*What you should do*
Please go on with the Hempfest article below, picking up right after its final sentence.

The musical acts this year include Alec K Readfearn and the Eyesores Way Out, 14 Foot 1, Little Compton Band, Cactus Attack Pixels, Manny Morales Band and a special guest. Jeremy LeClair, SSDP member, said that there is a little bit of something for everyone this year, with a bluegrass band, new-wave rock acts, a jam band, and a psychedelic folk band. He said that in a way, the day will be like URI’s own music festival.

In past years, Hempfest has focused mainly on marijuana legalization, but Shea said that although that is very important to SSDP and many Rhode Islanders, the organization wants to focus on the broader issues of the drug war and issues such as mass incarceration, racial inequality and civil rights.

Davis said there will be different stations on the quad set up so people can learn about these issues and offer a place for students to voice their opinions. Shea said that SSDP is trying to evoke student participation so it’s not just an educational event but also a “facilitation of a discussion across campus between students, professors and community members.”

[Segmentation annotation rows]

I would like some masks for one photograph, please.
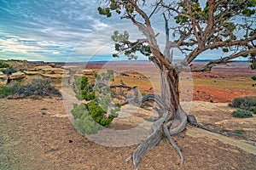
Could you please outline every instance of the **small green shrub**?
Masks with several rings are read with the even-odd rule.
[[[0,61],[0,68],[11,68],[11,66],[8,63]]]
[[[245,96],[235,98],[230,107],[240,108],[241,110],[253,111],[256,109],[256,96]]]
[[[117,115],[106,116],[107,112],[94,101],[74,105],[72,110],[75,125],[82,134],[95,134],[102,127],[108,127]]]
[[[96,74],[97,81],[113,81],[113,70],[101,75]],[[96,133],[102,127],[108,127],[112,121],[118,116],[117,111],[120,110],[120,105],[111,104],[111,89],[104,83],[90,84],[87,76],[78,77],[74,82],[74,91],[79,99],[90,101],[80,105],[74,105],[72,114],[75,120],[77,128],[82,134]],[[96,95],[96,94],[97,95]],[[112,105],[110,115],[107,114],[109,106]]]
[[[253,114],[251,111],[238,109],[232,112],[232,116],[234,117],[247,118],[252,117]]]
[[[143,92],[142,93],[142,96],[145,96],[145,95],[147,95],[147,93],[146,92]]]
[[[236,129],[235,131],[234,131],[234,133],[238,133],[238,134],[243,134],[243,133],[244,133],[244,130],[241,128],[241,129]]]
[[[9,87],[2,87],[0,88],[0,99],[6,98],[10,94]]]

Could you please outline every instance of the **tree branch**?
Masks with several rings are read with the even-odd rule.
[[[216,65],[223,64],[223,63],[227,63],[229,60],[230,60],[232,59],[236,59],[236,58],[238,58],[241,55],[247,55],[247,54],[252,54],[252,53],[256,53],[256,48],[252,48],[252,49],[249,49],[249,50],[241,51],[240,53],[235,54],[228,56],[228,57],[224,57],[223,59],[211,60],[206,65],[201,67],[200,69],[196,69],[194,71],[205,71],[207,70],[211,70],[213,66],[216,66]]]

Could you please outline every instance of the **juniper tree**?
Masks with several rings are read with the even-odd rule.
[[[212,60],[195,71],[203,71],[240,56],[255,62],[255,0],[208,0],[206,4],[201,4],[198,0],[102,1],[98,8],[100,14],[128,20],[144,36],[130,41],[127,31],[114,31],[112,39],[117,54],[113,57],[125,54],[128,59],[137,59],[136,54],[139,52],[148,56],[160,72],[160,95],[148,94],[143,98],[143,101],[154,99],[159,104],[160,118],[152,126],[153,133],[133,154],[135,168],[141,157],[160,142],[161,133],[166,133],[183,163],[182,152],[171,138],[184,130],[187,124],[188,115],[179,102],[179,73],[199,54],[218,48],[226,54],[224,57]],[[158,32],[153,27],[156,17],[164,23],[163,50],[157,41]],[[172,22],[173,20],[176,23]],[[173,48],[184,54],[183,60],[173,62],[171,54]],[[172,126],[174,122],[178,126]]]

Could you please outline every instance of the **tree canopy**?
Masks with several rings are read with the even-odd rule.
[[[105,0],[98,8],[100,14],[119,15],[137,26],[145,39],[129,41],[129,33],[114,31],[112,39],[118,51],[128,59],[137,59],[136,52],[150,56],[149,60],[166,65],[172,64],[171,49],[177,48],[184,54],[183,65],[191,63],[199,54],[222,48],[225,57],[213,60],[199,71],[225,63],[240,56],[254,62],[256,55],[255,0],[208,0],[201,4],[198,0],[145,1]],[[165,21],[166,48],[160,51],[156,41],[157,33],[152,26],[153,16]],[[175,20],[175,23],[173,22]],[[172,40],[171,40],[172,39]],[[161,54],[152,54],[150,48]]]

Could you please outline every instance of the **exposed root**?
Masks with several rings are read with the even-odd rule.
[[[187,115],[185,113],[185,111],[182,109],[179,108],[178,111],[177,111],[177,116],[179,116],[180,119],[180,123],[178,124],[177,127],[170,129],[169,133],[170,135],[175,135],[177,134],[178,133],[181,133],[182,131],[183,131],[186,128],[187,125]]]
[[[137,148],[137,150],[133,153],[132,158],[133,158],[133,164],[134,164],[135,169],[137,169],[142,157],[150,149],[154,148],[156,144],[158,144],[159,142],[160,141],[160,139],[161,139],[161,126],[165,121],[166,115],[167,115],[167,113],[165,113],[162,117],[160,117],[159,120],[157,120],[152,125],[151,128],[153,130],[153,133],[140,144],[140,145]]]

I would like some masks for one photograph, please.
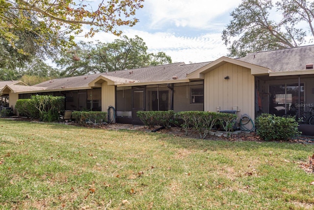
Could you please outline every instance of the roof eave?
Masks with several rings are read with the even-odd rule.
[[[314,74],[314,69],[303,69],[294,71],[276,71],[269,73],[270,77],[279,76],[295,76]]]
[[[188,79],[181,79],[177,80],[163,80],[161,81],[154,81],[154,82],[137,82],[133,83],[125,83],[117,85],[117,87],[130,87],[130,86],[139,86],[144,85],[163,85],[167,84],[175,84],[175,83],[187,83],[190,81]]]
[[[190,79],[197,78],[204,79],[205,74],[228,62],[249,68],[251,69],[251,74],[252,75],[268,75],[270,71],[267,68],[223,56],[216,60],[202,67],[199,69],[188,74],[187,77]]]

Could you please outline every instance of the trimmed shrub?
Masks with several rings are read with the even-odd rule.
[[[236,120],[236,115],[219,112],[218,116],[218,120],[219,125],[222,126],[228,134],[233,129],[234,125]]]
[[[174,121],[175,112],[173,110],[139,111],[136,114],[147,127],[152,128],[154,125],[159,125],[169,128]]]
[[[15,107],[20,116],[52,122],[64,110],[64,97],[32,95],[30,99],[18,100]]]
[[[79,112],[72,113],[72,118],[82,125],[89,123],[96,124],[105,122],[107,119],[107,113],[105,112]]]
[[[265,141],[287,141],[300,135],[298,122],[294,118],[263,114],[255,120],[257,134]]]
[[[32,119],[39,118],[39,112],[35,107],[30,99],[18,99],[16,101],[15,108],[19,112],[19,115],[20,116]]]
[[[63,96],[52,95],[32,95],[31,101],[39,112],[39,118],[44,121],[52,122],[58,120],[59,113],[64,110]]]
[[[180,112],[176,114],[178,118],[183,120],[181,126],[185,131],[185,135],[190,127],[196,129],[200,138],[204,139],[209,131],[217,123],[220,115],[219,113],[190,111]]]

*Output of the task*
Although Shea explained marijuana as a “hot button issue” SSDP can use to channel activism through, he said that marijuana legalization is right on the doorstep of Rhode Island, and in time, Hempfest can eventually shift completely to an event focused on harm reduction, civil rights and mass incarceration.
Shea said that a lot of students at URI are passionate about ending the stigma surrounding drug use, and treating drug use in society differently, however, he is aware that Hempfest can be perceived with a negative connotation.

“As an event that predominantly advocates for drug legalization, we face a lot of backlash from the more conservative community, mainly because of the stigma still associated with the use of these drugs,” Shea said. He explained that one of the greatest messages of the event is that as a society, people need to start reforming their ideas about what drug use is and how it should be both categorized and thought about in society.

For people who are worried about the message Hempfest is promoting, Shea encourages them to come to the event, visit the stations, talk to the non-profits, and listen to what the speakers have to say and maybe, this event can change their mind on certain topics.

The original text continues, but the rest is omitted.